** start of MATERIAL TO PROCESS **

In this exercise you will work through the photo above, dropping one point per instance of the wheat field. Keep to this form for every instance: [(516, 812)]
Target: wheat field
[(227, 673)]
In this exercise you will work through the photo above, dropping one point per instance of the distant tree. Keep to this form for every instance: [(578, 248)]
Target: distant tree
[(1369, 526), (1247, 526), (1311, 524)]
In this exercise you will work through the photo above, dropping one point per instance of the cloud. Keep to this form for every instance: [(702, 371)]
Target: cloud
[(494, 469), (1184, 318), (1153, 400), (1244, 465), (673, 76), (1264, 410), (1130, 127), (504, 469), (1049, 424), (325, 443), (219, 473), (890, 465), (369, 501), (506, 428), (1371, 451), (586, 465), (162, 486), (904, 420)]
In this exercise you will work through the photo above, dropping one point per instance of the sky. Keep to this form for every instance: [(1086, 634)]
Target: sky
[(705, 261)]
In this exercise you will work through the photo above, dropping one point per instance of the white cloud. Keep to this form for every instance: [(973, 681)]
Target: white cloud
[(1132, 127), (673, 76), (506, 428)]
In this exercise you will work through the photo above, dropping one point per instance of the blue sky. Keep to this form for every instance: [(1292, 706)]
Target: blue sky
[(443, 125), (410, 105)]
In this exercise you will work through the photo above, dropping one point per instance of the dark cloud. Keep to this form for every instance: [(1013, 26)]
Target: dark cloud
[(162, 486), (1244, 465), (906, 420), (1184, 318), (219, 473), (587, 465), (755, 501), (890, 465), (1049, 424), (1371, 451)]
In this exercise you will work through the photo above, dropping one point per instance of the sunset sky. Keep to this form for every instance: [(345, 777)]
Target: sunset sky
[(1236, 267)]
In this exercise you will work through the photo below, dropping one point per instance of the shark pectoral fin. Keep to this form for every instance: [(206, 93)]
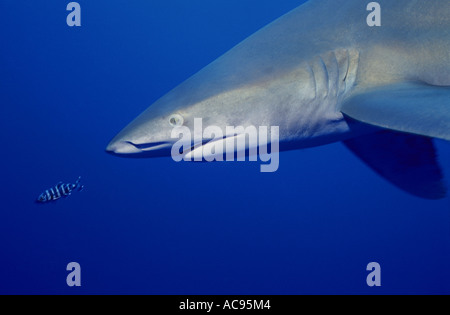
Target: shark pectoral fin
[(407, 161), (408, 107)]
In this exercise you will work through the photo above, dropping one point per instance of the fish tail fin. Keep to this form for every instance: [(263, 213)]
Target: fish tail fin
[(78, 184)]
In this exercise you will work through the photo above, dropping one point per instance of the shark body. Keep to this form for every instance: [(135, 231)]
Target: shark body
[(323, 75)]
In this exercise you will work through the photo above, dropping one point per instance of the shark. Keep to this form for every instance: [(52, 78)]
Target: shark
[(323, 74)]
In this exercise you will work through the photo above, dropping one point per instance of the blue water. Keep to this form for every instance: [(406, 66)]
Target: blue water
[(157, 227)]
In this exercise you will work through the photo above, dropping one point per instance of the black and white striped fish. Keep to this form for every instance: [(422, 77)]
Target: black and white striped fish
[(61, 190)]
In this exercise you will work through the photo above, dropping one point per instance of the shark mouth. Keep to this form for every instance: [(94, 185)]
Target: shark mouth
[(204, 149)]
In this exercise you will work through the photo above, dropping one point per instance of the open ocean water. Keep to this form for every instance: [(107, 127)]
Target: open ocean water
[(153, 226)]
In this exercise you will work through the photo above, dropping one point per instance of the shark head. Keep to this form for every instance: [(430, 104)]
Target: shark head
[(259, 83)]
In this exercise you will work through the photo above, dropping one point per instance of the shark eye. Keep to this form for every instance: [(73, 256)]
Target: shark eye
[(176, 120)]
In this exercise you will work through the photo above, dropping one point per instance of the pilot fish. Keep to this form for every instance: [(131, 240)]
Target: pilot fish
[(61, 190)]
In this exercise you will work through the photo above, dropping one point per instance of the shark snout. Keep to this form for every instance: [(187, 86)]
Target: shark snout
[(131, 149), (122, 147)]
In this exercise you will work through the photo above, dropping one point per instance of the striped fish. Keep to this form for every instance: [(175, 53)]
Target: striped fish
[(61, 190)]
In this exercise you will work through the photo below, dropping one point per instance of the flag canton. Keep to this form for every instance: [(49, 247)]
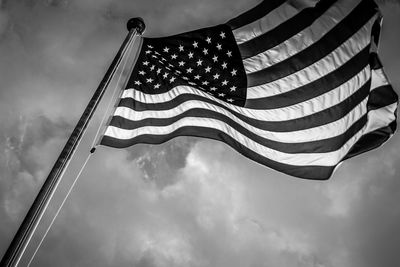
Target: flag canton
[(206, 59)]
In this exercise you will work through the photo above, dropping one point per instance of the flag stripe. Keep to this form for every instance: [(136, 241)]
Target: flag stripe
[(321, 85), (382, 125), (298, 159), (381, 97), (285, 30), (254, 14), (314, 52), (127, 121), (316, 91), (304, 39), (318, 146), (307, 172), (279, 121), (325, 131)]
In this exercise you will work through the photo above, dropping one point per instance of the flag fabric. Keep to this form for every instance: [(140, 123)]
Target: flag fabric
[(296, 89)]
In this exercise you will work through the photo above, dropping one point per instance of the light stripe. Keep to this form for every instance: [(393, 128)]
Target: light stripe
[(326, 131), (305, 76), (296, 111), (382, 117), (340, 55), (302, 40), (265, 24), (378, 78), (297, 159)]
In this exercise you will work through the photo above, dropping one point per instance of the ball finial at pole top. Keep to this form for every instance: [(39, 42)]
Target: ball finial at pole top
[(136, 23)]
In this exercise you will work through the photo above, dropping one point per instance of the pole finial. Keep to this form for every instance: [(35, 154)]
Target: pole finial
[(136, 23)]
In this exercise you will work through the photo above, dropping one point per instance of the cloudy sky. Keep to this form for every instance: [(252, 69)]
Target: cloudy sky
[(189, 202)]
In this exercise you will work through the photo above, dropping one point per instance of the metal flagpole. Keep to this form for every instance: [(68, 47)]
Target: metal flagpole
[(21, 239)]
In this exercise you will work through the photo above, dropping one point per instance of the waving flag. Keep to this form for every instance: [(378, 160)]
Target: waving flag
[(297, 90)]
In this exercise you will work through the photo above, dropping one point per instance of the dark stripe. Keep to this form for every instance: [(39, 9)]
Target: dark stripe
[(317, 119), (254, 14), (285, 30), (307, 172), (318, 50), (320, 146), (374, 61), (382, 97), (372, 140), (316, 88)]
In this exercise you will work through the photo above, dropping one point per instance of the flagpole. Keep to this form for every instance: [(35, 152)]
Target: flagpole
[(21, 239)]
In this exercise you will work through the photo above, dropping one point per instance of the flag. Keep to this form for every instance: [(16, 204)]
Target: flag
[(296, 89)]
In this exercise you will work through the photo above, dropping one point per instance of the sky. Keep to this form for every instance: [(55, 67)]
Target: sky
[(190, 201)]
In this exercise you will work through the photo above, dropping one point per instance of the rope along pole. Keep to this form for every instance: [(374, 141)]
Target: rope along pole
[(59, 208), (19, 243), (86, 161)]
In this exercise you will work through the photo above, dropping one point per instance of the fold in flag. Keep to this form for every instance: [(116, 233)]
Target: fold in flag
[(297, 90)]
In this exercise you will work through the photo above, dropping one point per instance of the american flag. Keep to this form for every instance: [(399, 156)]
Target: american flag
[(296, 88)]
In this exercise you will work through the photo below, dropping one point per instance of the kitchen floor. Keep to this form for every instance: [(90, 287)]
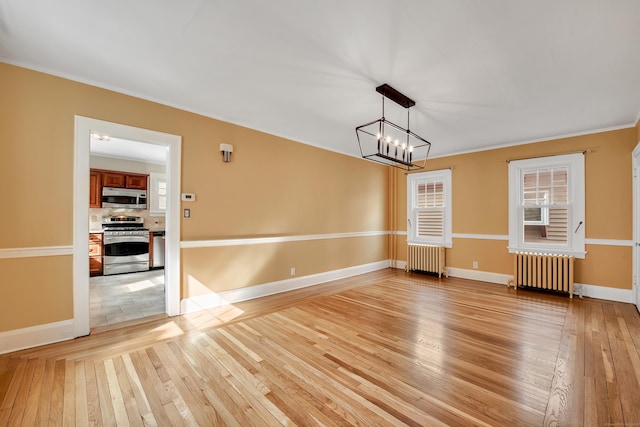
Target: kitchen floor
[(123, 298)]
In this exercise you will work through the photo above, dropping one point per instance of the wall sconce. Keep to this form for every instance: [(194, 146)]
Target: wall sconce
[(226, 149)]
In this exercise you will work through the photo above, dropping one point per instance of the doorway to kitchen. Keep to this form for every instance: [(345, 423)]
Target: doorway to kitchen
[(171, 145), (127, 227)]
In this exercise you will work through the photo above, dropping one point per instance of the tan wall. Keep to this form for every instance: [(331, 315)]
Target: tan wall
[(35, 291), (225, 268), (272, 187), (480, 185)]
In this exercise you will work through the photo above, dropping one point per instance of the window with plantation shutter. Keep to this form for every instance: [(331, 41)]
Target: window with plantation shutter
[(429, 207), (546, 205)]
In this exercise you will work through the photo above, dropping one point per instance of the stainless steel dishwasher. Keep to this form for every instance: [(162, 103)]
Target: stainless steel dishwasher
[(158, 249)]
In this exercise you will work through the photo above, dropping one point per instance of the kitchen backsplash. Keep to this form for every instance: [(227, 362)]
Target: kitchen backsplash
[(153, 223)]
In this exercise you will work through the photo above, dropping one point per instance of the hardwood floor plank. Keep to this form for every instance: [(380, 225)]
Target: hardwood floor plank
[(382, 348), (115, 390), (134, 417), (138, 394)]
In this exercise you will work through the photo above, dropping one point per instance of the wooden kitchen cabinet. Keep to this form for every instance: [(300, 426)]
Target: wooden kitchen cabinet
[(95, 254), (99, 178), (95, 189), (113, 179), (137, 182), (124, 180)]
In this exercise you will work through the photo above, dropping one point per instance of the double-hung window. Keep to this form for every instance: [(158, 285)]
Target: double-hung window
[(546, 205), (429, 208), (157, 194)]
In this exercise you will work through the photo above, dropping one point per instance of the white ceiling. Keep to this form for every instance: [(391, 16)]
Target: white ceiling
[(483, 73), (129, 150)]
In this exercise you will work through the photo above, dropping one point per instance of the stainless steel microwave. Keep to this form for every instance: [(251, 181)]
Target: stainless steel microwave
[(124, 198)]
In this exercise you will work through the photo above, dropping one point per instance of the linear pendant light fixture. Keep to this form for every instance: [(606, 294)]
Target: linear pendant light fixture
[(385, 142)]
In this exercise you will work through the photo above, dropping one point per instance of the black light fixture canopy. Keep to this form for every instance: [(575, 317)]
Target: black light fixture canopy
[(385, 142)]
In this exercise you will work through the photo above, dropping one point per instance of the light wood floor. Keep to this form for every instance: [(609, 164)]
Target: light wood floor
[(130, 298), (384, 348)]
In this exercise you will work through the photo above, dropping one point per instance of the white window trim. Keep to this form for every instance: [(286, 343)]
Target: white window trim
[(154, 178), (576, 233), (412, 179)]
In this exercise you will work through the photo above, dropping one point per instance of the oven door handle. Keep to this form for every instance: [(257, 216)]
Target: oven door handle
[(125, 239)]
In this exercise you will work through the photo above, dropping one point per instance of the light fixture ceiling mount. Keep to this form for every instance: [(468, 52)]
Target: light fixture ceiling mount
[(385, 142)]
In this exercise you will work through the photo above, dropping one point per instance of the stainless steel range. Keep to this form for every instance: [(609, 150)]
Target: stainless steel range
[(126, 244)]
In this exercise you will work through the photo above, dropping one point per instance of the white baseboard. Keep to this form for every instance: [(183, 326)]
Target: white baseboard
[(590, 291), (35, 336), (219, 299), (602, 292)]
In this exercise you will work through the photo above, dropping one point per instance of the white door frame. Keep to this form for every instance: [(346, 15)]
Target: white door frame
[(636, 224), (84, 126)]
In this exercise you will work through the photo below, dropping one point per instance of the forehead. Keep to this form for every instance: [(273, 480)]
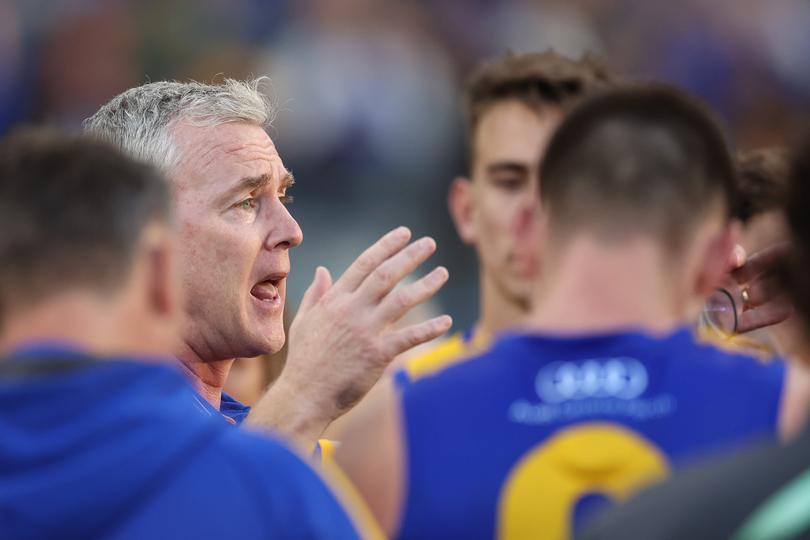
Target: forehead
[(512, 131), (216, 157)]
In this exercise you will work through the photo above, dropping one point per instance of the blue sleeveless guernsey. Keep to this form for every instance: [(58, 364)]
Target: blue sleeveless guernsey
[(529, 438)]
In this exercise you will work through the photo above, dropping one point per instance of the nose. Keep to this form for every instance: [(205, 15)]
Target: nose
[(284, 233)]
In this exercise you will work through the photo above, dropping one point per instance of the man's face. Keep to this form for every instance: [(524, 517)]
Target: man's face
[(503, 219), (235, 236)]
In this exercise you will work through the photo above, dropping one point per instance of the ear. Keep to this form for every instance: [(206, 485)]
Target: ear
[(462, 208), (715, 266), (160, 281)]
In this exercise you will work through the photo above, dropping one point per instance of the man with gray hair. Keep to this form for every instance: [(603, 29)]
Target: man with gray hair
[(235, 232)]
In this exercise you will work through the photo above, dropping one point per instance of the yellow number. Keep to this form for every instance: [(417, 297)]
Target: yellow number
[(538, 496)]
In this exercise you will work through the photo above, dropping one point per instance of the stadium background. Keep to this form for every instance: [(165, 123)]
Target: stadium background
[(368, 90)]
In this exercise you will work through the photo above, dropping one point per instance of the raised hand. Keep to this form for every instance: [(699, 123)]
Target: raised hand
[(343, 336)]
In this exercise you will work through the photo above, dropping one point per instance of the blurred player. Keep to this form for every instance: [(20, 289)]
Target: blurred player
[(511, 107), (746, 313), (99, 435), (760, 494), (609, 389)]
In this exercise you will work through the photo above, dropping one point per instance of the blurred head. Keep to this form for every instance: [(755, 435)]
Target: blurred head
[(229, 187), (763, 177), (644, 163), (78, 218), (512, 107)]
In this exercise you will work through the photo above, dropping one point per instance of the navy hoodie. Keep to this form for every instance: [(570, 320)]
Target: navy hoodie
[(116, 449)]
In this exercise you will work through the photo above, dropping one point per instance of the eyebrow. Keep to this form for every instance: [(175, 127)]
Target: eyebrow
[(288, 181), (507, 166), (246, 184)]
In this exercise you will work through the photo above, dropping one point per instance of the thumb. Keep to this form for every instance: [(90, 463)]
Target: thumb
[(320, 284)]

** end of MATERIAL TO PROCESS **

● YOUR OBJECTIVE: Put the lines from the one containing "instance: [(194, 146)]" through the one containing "[(171, 145), (127, 227)]", inclusive, into a numbered list, leaving out any blank lines.

● RESPONSE FOR THIS EXERCISE:
1. In this exercise you will work through the photo above, dropping one point per instance of the wall sconce. Keep to this form for every instance: [(194, 146)]
2. Target: wall sconce
3. [(226, 149)]
4. In this exercise you will work through the photo above, dropping one point per instance of the doorway to kitchen. Keep to this form for every instance: [(345, 423)]
5. Target: doorway to kitchen
6. [(171, 145), (127, 227)]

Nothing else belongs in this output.